(Data records begins)

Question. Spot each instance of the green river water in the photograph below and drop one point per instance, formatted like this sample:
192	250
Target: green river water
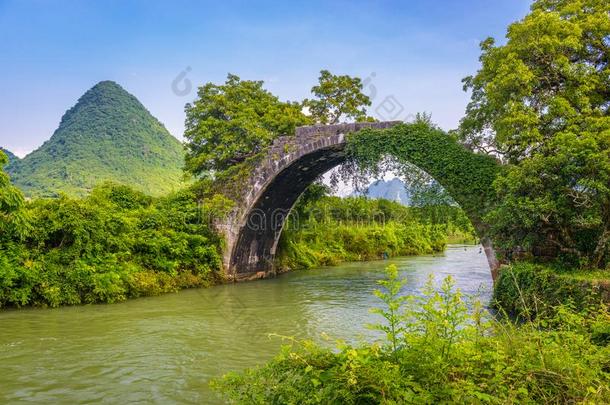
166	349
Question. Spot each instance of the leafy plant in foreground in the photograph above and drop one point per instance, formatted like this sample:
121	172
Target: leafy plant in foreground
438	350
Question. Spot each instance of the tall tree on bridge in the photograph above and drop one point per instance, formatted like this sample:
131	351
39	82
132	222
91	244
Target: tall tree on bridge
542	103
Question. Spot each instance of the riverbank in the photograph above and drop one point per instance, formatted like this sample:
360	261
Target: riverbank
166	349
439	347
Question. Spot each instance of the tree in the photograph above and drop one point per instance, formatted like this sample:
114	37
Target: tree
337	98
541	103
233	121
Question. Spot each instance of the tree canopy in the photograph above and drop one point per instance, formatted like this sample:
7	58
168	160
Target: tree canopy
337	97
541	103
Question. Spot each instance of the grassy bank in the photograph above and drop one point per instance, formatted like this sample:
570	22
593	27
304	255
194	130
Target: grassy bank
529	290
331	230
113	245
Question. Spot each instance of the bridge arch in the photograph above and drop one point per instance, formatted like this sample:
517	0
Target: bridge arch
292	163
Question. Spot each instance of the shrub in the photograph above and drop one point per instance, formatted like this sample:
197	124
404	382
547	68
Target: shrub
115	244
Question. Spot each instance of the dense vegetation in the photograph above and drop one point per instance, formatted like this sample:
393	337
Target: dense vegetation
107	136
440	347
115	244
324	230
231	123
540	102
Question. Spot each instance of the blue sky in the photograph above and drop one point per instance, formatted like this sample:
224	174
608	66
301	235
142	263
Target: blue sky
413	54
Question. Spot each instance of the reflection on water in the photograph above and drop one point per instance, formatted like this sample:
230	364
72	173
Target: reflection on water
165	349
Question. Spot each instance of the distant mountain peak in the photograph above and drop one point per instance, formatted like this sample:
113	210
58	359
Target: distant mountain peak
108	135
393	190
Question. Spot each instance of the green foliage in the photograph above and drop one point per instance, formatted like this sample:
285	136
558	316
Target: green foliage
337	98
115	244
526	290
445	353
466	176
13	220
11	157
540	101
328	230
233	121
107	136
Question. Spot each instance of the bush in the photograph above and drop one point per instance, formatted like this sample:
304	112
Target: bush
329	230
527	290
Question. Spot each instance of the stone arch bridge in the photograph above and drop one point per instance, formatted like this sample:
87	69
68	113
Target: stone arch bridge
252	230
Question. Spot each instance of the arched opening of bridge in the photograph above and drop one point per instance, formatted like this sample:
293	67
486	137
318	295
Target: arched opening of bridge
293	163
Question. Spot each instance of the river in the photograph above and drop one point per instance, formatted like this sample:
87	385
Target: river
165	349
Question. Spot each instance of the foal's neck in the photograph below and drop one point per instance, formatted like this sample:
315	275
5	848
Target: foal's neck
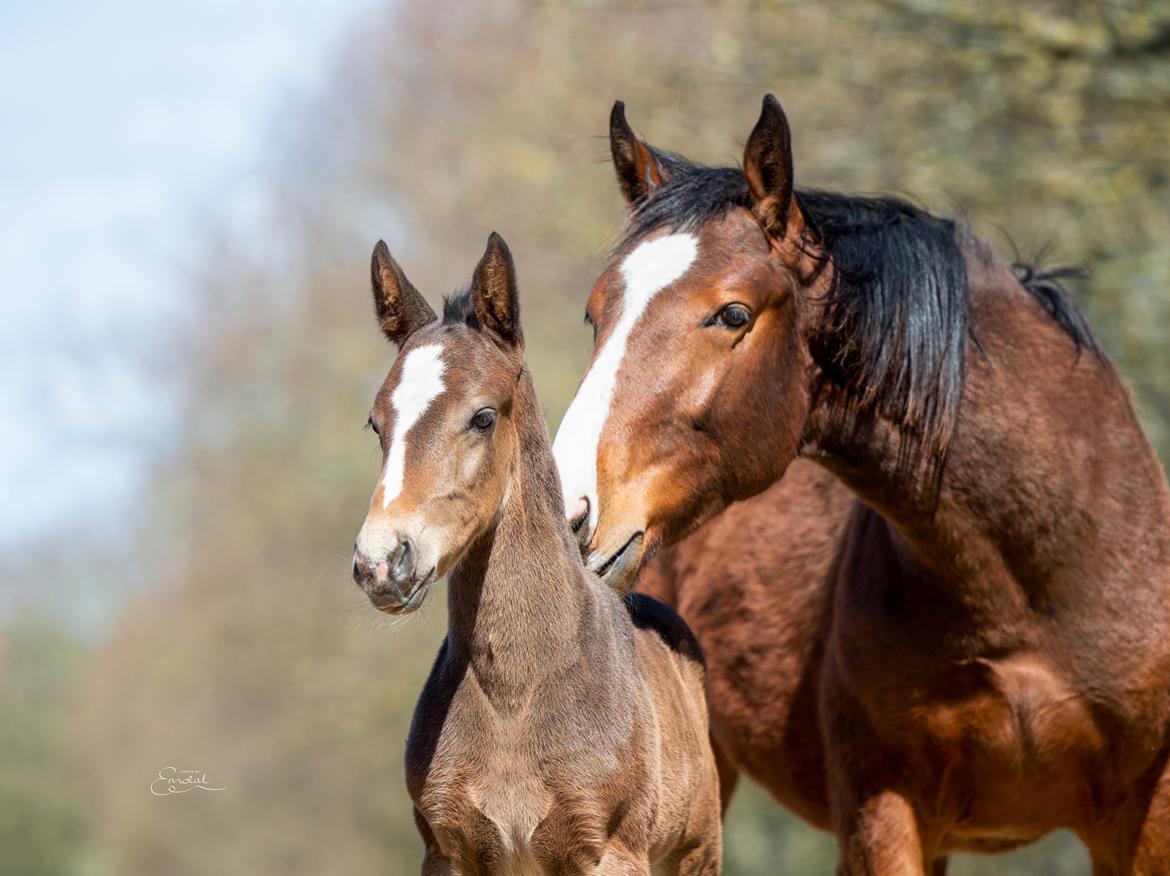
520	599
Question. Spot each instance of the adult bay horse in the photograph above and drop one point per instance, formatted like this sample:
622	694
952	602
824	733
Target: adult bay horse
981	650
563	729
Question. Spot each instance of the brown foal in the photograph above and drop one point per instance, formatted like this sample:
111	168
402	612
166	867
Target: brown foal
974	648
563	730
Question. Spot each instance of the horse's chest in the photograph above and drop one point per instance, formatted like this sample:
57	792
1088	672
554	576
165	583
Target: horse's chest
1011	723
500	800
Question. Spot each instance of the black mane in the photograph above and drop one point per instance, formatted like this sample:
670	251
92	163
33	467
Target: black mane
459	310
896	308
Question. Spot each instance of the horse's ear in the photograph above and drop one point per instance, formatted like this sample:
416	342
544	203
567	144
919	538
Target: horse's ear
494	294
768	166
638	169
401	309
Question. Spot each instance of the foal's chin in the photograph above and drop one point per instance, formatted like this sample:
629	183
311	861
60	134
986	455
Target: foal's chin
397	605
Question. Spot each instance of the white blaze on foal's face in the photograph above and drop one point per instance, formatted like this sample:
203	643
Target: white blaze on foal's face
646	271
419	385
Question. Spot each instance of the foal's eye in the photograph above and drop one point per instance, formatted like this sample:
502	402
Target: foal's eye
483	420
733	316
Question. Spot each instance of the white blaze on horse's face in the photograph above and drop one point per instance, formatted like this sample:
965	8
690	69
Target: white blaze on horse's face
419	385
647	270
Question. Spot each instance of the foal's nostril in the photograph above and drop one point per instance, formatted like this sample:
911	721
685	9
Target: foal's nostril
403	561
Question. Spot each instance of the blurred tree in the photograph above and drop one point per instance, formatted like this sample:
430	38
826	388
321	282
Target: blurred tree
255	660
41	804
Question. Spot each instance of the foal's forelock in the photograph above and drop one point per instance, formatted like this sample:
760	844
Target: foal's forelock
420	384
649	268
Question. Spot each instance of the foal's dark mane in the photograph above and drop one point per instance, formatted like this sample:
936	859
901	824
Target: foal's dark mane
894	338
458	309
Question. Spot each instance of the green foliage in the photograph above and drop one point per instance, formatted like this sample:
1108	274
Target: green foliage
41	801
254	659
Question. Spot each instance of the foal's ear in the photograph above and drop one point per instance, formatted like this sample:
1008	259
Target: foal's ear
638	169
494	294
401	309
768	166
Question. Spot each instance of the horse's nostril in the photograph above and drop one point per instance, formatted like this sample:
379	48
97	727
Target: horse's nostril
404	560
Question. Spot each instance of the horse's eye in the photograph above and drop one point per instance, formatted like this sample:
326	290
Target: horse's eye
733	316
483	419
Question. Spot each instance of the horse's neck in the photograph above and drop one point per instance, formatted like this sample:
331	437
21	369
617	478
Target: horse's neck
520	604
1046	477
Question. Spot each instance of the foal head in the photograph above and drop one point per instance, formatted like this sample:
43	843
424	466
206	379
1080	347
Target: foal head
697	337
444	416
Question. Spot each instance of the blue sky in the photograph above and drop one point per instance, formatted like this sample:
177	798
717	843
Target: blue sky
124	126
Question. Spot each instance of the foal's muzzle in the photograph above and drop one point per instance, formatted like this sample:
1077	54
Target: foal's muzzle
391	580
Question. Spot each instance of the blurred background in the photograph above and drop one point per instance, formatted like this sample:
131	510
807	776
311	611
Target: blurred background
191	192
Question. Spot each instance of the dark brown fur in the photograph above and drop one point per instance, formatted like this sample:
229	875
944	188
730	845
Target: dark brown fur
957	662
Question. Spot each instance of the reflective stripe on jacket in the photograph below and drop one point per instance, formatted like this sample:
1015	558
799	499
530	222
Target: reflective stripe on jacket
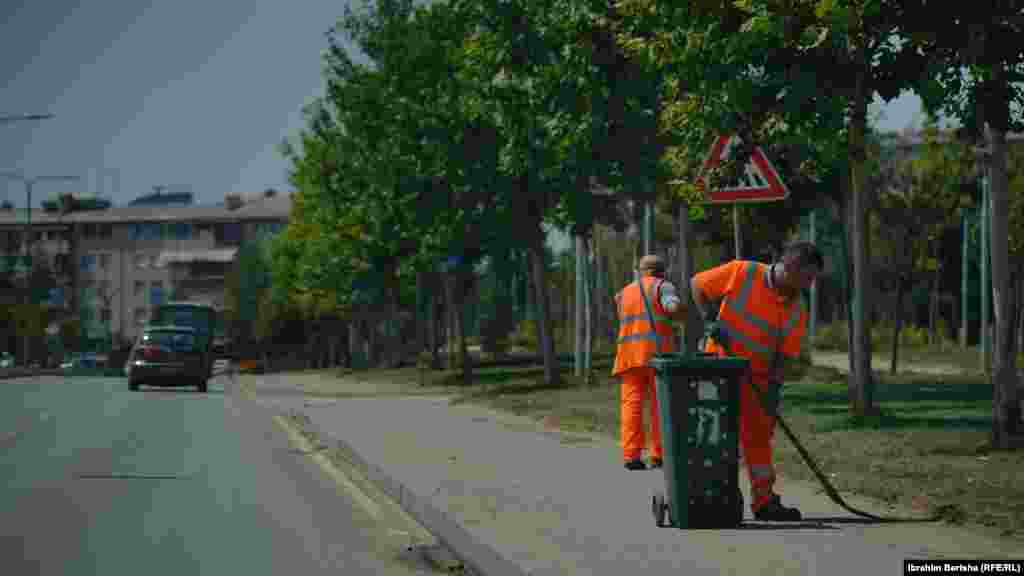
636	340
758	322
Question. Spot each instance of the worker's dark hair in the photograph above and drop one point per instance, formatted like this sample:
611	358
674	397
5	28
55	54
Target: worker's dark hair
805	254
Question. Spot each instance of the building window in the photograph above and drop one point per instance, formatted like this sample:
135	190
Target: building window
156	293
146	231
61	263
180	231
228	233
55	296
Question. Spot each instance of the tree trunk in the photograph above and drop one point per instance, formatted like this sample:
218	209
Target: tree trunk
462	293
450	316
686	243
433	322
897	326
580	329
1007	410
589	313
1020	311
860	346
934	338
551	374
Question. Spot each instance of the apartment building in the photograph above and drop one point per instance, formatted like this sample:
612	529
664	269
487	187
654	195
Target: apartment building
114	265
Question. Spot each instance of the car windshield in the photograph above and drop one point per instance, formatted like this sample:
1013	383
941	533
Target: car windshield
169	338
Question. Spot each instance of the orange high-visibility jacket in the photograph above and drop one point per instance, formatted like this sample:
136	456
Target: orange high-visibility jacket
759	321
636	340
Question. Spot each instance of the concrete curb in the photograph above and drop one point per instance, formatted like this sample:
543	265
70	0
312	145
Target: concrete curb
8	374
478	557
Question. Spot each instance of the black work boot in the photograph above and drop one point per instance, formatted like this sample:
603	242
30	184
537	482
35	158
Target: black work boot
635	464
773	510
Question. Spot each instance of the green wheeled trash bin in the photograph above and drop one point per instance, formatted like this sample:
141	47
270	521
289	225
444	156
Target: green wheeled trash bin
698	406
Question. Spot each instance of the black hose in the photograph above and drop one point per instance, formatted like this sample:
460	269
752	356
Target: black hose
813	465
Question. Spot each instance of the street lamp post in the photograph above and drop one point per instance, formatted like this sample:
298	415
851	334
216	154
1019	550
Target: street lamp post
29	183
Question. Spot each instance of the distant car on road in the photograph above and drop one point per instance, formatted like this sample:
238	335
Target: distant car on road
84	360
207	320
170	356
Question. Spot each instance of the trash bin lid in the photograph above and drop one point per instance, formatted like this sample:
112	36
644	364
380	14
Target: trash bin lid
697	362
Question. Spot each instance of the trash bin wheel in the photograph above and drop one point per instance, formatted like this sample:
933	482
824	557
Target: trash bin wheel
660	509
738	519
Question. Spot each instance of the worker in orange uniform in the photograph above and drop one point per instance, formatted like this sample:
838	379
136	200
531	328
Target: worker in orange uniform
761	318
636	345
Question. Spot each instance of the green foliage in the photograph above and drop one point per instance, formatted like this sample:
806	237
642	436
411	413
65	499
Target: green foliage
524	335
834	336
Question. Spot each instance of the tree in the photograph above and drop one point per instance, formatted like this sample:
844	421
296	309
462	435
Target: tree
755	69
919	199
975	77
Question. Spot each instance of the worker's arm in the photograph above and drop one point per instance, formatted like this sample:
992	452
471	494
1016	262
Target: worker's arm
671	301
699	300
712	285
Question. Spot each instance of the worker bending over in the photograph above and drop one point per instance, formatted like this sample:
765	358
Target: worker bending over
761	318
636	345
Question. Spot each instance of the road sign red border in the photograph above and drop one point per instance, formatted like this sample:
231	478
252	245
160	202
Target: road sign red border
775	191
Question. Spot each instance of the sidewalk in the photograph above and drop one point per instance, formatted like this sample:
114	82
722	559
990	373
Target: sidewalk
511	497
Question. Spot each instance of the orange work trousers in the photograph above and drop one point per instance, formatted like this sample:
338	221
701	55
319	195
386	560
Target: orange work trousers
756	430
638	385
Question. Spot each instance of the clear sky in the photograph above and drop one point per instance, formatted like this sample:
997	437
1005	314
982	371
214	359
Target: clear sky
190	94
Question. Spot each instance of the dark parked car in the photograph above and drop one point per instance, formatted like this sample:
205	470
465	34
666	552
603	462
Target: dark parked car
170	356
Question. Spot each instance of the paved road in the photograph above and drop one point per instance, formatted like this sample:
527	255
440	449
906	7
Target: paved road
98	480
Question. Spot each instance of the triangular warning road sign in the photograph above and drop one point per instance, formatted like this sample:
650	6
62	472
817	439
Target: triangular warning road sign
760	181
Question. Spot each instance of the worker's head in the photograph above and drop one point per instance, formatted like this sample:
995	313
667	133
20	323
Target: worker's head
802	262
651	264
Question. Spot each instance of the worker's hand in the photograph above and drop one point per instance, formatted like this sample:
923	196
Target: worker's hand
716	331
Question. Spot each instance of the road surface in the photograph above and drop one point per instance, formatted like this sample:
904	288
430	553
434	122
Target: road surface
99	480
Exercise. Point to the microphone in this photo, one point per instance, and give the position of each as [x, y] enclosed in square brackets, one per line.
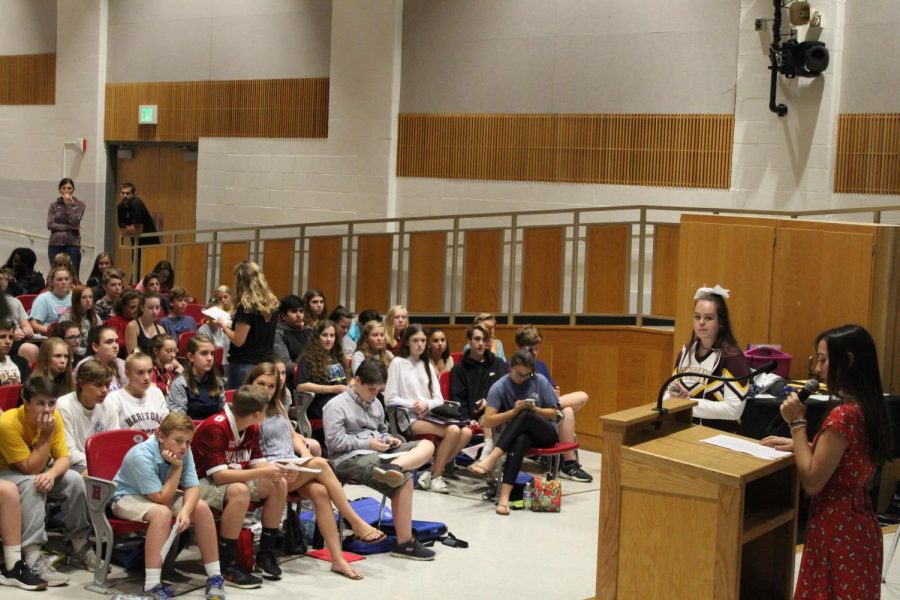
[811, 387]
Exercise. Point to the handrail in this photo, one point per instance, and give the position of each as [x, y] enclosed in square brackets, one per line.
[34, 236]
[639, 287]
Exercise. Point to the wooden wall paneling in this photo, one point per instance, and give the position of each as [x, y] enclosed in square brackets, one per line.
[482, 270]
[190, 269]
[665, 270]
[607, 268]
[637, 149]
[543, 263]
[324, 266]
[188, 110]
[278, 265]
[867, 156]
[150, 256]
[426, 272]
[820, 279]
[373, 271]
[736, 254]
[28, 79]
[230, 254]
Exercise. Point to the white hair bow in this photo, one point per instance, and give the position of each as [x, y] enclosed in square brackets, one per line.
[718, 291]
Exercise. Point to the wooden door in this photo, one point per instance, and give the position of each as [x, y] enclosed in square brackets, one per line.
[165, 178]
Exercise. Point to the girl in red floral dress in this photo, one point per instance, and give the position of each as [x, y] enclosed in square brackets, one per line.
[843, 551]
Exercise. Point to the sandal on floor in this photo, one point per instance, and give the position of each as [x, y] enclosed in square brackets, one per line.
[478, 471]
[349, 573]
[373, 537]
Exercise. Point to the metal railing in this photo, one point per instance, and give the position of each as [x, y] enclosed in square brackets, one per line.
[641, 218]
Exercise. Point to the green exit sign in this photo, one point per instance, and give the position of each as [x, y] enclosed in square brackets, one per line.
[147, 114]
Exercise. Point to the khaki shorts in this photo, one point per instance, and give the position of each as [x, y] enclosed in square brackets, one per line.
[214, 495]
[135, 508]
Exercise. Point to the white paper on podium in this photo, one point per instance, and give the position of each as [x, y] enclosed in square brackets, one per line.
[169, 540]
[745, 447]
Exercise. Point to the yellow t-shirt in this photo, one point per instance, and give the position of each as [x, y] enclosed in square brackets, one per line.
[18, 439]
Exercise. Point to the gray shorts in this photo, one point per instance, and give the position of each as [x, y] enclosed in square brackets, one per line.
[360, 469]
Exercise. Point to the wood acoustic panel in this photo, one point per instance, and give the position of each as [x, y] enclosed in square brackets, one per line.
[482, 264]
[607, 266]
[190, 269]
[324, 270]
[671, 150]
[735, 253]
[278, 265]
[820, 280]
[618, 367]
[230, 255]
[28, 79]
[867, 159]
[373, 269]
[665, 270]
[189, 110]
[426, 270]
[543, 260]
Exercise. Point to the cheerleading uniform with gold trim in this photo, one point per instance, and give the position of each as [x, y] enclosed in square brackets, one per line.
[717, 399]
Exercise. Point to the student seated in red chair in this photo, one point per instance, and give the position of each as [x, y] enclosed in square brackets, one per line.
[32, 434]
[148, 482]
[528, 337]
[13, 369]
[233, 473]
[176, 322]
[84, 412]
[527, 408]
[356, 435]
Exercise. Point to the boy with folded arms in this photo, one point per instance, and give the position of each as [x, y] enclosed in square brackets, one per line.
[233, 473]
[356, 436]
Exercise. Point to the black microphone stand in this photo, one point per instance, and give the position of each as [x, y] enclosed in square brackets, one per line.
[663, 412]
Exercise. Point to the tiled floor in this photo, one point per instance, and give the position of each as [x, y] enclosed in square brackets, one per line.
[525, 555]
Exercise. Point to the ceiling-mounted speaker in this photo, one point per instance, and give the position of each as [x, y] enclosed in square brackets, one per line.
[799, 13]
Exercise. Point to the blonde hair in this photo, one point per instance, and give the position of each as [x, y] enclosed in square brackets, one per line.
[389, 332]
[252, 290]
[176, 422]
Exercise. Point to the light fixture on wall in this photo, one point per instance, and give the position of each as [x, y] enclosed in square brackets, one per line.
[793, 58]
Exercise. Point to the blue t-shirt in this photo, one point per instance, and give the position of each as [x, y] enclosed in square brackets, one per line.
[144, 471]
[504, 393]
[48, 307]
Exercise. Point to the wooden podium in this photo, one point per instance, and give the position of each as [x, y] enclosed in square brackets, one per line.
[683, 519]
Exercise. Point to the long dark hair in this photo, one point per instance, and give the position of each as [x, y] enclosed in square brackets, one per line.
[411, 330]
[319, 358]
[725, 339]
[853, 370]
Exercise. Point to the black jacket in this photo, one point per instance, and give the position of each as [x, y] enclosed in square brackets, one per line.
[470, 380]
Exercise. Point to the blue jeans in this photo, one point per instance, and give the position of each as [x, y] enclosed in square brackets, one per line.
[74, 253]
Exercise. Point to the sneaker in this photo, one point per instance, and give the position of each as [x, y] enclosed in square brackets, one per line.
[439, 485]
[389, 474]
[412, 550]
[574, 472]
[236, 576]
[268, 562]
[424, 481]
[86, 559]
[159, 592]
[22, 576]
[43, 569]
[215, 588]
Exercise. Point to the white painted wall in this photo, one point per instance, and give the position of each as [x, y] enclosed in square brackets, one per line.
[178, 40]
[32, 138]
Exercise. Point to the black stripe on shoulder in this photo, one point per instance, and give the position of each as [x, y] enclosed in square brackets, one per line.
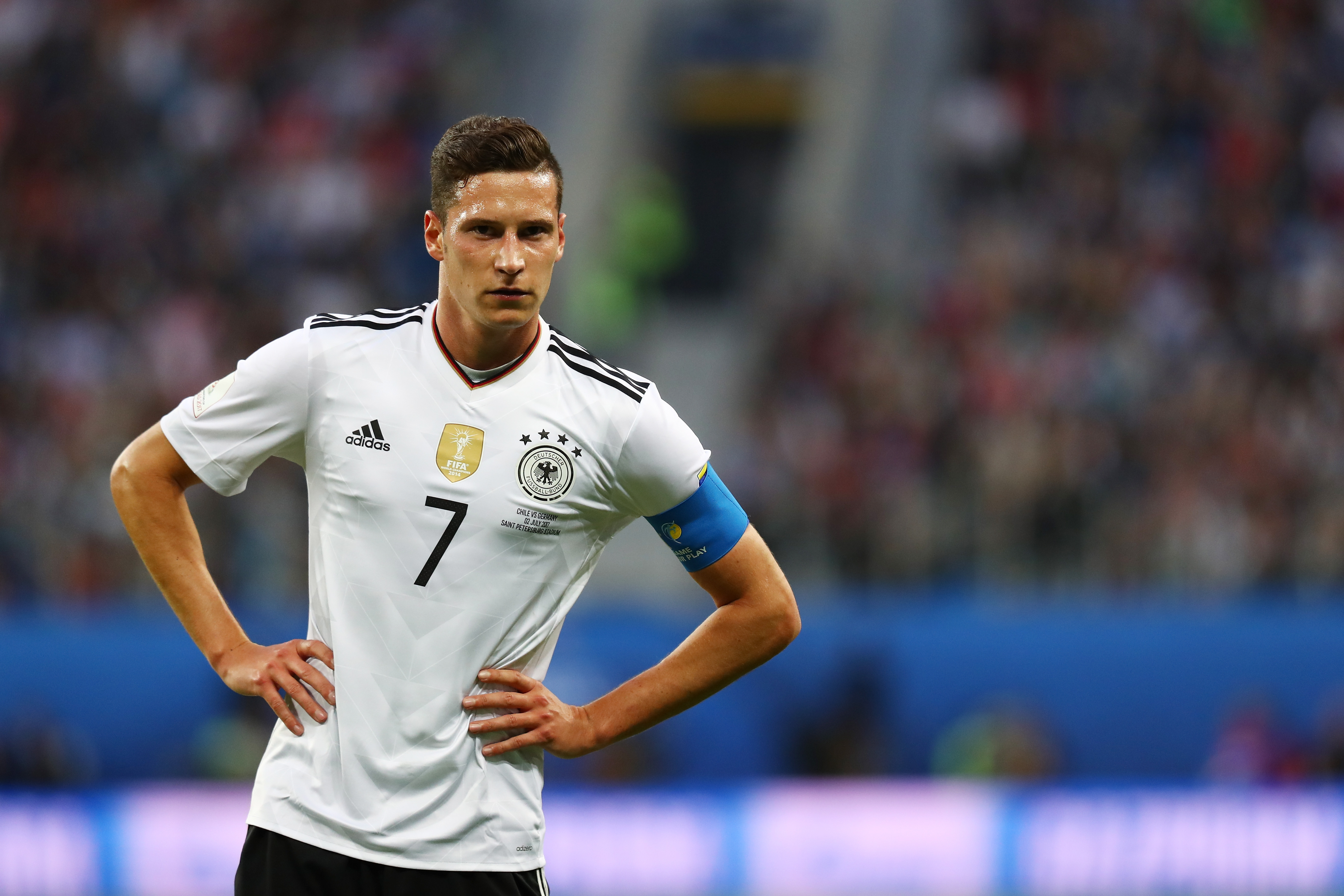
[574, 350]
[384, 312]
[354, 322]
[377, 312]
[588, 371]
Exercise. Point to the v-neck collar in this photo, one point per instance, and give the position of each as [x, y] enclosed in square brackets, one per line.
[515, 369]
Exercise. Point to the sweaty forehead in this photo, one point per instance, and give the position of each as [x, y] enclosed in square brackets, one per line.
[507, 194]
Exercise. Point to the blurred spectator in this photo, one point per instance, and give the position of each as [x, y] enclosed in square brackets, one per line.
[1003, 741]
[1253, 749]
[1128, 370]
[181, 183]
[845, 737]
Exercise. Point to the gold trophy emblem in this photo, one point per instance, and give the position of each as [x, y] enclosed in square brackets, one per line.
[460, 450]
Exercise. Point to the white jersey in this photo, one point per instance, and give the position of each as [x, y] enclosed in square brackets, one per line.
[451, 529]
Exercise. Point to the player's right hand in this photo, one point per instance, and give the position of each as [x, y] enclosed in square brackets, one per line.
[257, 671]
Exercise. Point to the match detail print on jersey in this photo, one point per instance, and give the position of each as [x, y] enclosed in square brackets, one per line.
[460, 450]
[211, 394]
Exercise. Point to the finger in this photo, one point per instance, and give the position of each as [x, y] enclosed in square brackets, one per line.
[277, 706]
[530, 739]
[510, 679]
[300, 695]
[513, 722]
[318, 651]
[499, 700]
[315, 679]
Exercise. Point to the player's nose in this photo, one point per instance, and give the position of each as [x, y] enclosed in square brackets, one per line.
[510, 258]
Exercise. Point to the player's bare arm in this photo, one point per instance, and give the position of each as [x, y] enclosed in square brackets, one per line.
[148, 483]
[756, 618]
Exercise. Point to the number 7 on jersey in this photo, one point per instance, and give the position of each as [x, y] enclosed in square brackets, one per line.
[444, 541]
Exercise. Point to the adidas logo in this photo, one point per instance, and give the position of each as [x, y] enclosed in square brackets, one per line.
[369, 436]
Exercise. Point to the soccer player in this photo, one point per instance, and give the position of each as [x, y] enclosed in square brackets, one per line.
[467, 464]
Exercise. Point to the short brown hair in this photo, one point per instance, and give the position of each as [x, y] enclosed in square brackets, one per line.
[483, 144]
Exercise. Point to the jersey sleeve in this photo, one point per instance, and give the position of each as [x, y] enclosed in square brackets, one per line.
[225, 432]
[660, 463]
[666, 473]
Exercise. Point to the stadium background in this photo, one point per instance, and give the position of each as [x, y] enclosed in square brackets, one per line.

(Data records ends)

Instructions for the task
State the number of lines in the records that hold the string "below", and add nothing.

Answer to this task
3